■ **WHAT YOU ARE ASKED TO DO**
Write the records out again, keeping each line exactly as it is.

★ ★ ★ ★ ★

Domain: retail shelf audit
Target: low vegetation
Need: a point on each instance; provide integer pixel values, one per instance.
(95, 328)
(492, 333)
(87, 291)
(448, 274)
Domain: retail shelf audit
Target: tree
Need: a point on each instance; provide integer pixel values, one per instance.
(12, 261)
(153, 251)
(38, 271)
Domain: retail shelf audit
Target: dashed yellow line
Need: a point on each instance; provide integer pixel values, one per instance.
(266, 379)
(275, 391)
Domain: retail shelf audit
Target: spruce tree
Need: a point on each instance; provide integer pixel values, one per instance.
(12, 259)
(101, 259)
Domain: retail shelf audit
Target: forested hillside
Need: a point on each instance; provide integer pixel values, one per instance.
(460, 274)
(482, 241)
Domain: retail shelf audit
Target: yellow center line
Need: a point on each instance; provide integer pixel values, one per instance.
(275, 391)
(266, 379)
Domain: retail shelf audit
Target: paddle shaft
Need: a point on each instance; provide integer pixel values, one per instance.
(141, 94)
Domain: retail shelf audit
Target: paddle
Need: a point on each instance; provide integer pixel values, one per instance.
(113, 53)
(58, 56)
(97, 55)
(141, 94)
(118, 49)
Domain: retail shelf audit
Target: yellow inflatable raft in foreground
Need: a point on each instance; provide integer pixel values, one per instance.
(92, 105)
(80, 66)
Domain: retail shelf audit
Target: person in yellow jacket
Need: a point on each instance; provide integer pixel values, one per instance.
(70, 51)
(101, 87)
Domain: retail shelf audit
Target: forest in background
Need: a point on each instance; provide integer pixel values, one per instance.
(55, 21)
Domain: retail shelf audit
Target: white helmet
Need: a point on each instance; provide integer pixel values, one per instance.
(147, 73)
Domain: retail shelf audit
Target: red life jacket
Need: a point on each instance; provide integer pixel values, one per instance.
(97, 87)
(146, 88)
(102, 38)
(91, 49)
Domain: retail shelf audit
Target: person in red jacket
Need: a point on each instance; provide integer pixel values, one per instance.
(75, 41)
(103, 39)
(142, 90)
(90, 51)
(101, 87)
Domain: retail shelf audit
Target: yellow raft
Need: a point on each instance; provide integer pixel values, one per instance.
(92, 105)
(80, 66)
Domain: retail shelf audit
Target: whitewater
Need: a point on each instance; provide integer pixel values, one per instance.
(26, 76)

★ ★ ★ ★ ★

■ **SOLUTION FOR THIS EXERCISE**
Domain: retail shelf audit
Target: low vegetation
Need: a point on each instance; provide integer pixel values, one per instance.
(95, 328)
(492, 333)
(87, 291)
(448, 274)
Domain: retail shelf audit
Target: tree
Need: a point on each instance; provide integer pixel values, one per instance.
(12, 261)
(153, 251)
(38, 271)
Domain: retail shelf audit
Target: dashed yellow line
Need: a point on each instance; provide integer pixel values, one per instance.
(266, 379)
(275, 391)
Domain: retail shelf audit
Target: spruce tree
Need: a point on each instance; provide integer pixel values, one per instance.
(12, 259)
(101, 259)
Domain: retail shelf audit
Target: forested hillside
Need: a point on each instance; provide integer pixel values, one per instance.
(460, 274)
(482, 241)
Domain: retail shelf audit
Target: yellow center line
Need: a point on each instance; provide integer pixel values, one per instance.
(275, 391)
(266, 379)
Domain: retail shelf audit
Target: paddle shaft
Need: a point on each instance; provide integer pixel values, one per instance.
(141, 94)
Domain: retail shelf audit
Target: paddle
Need: a point on each instance; provide integer pixel values, one per instance.
(113, 53)
(58, 56)
(97, 55)
(141, 94)
(118, 49)
Domain: retail shelf audit
Target: yellow inflatable raft in foreground
Need: a point on each instance; provide integer pixel values, one per instance.
(92, 105)
(80, 66)
Domain: retail shelf audit
Target: person in yellow jacket
Need: a point on each instance; provide integer pixel values, one per instance.
(70, 51)
(101, 87)
Domain: retail shelf audit
Target: forest in background
Need: a point on each instance; provide integer pixel values, one per instance.
(55, 21)
Domain: retail shelf audit
Target: white helmet
Need: a point on each instance; provide integer pixel values, one per instance.
(147, 73)
Domain: retail shelf audit
Target: red life jacket
Need: a point on each instance; provide integer pixel values, one per instance.
(97, 87)
(146, 88)
(102, 38)
(91, 49)
Domain: retail shelf audit
Target: person in red jacket
Need: a point on each instance; provide integer pixel values, one per instance.
(75, 41)
(103, 39)
(142, 90)
(90, 51)
(101, 87)
Domain: retail shelf audit
Target: yellow raft
Need: a point on each instance; provide integer pixel values, one per instance.
(92, 105)
(80, 66)
Domain: retail shelf audit
Target: whitewater
Need: a point on each instance; provide integer pixel values, one per instance.
(26, 76)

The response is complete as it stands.